>>>

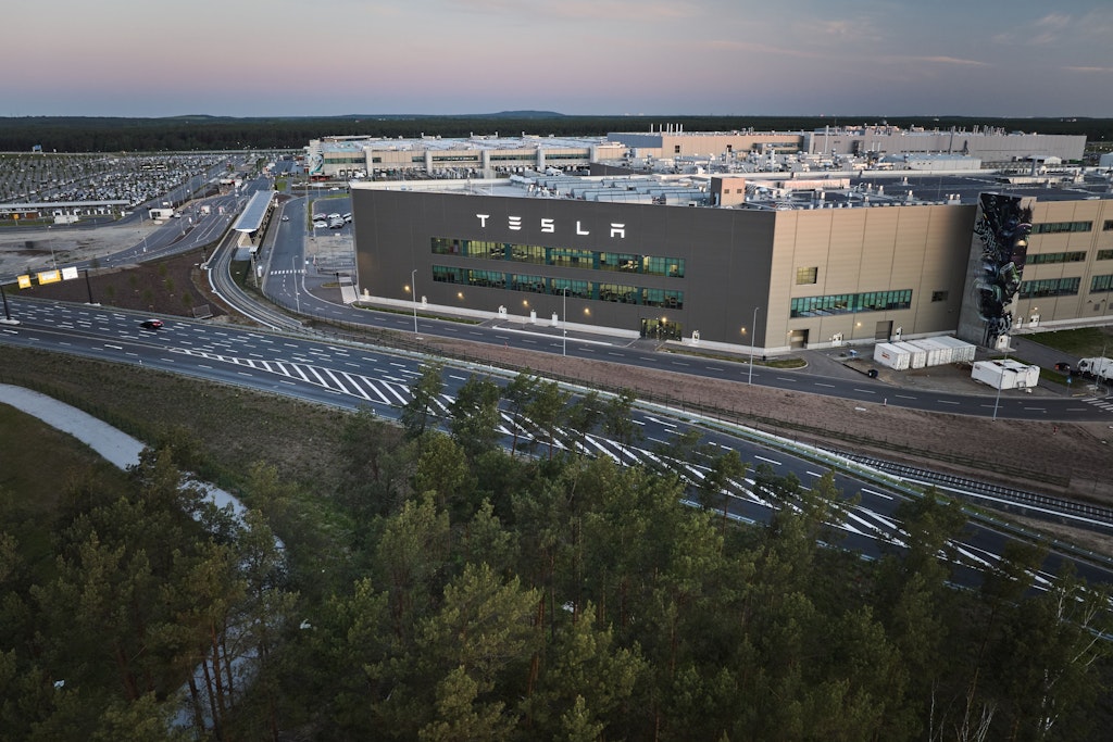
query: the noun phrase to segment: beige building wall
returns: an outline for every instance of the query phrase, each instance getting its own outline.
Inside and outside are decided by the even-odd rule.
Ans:
[[[774,236],[766,327],[775,338],[807,333],[808,347],[868,343],[878,323],[905,338],[954,332],[965,280],[974,209],[895,206],[780,211]],[[800,269],[816,269],[800,284]],[[802,278],[802,276],[801,276]],[[912,305],[890,311],[791,317],[791,299],[912,289]]]
[[[1042,296],[1031,298],[1017,297],[1014,303],[1014,325],[1032,327],[1034,324],[1073,323],[1078,319],[1099,321],[1102,316],[1113,315],[1110,299],[1113,293],[1091,291],[1094,276],[1113,275],[1113,258],[1099,260],[1102,250],[1113,250],[1113,224],[1105,229],[1107,221],[1113,221],[1113,201],[1077,200],[1077,201],[1036,201],[1032,211],[1032,224],[1058,221],[1091,221],[1090,231],[1072,231],[1054,235],[1031,235],[1028,237],[1028,256],[1047,253],[1085,253],[1086,259],[1078,263],[1051,263],[1025,265],[1022,279],[1045,280],[1057,278],[1078,278],[1078,293],[1075,296]],[[1038,317],[1033,323],[1033,317]]]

<<<

Print all the rows above again line for line, without the pictures.

EXERCISE SOLUTION:
query: the noun phrase to segment: beige building wall
returns: an outline for every instance of the query phrase, each instance getting its own outline.
Inside and outside are decided by the even-odd rule.
Ans:
[[[774,236],[766,327],[775,338],[807,333],[808,347],[868,343],[878,323],[905,338],[954,332],[965,280],[974,209],[895,206],[780,211]],[[800,269],[816,269],[800,284]],[[802,278],[802,276],[801,276]],[[912,305],[890,311],[791,317],[791,299],[912,289]]]
[[[1042,296],[1031,298],[1017,297],[1014,303],[1014,325],[1032,327],[1034,324],[1073,323],[1078,319],[1099,321],[1102,316],[1113,315],[1110,299],[1113,293],[1091,291],[1094,276],[1113,275],[1113,258],[1099,260],[1102,250],[1113,250],[1113,224],[1105,229],[1107,221],[1113,221],[1113,201],[1077,200],[1077,201],[1036,201],[1032,211],[1032,224],[1058,221],[1091,221],[1090,231],[1072,231],[1054,235],[1031,235],[1028,237],[1028,256],[1047,253],[1085,253],[1086,259],[1078,263],[1051,263],[1025,265],[1022,279],[1045,280],[1057,278],[1078,278],[1078,293],[1075,296]],[[1038,317],[1033,323],[1033,317]]]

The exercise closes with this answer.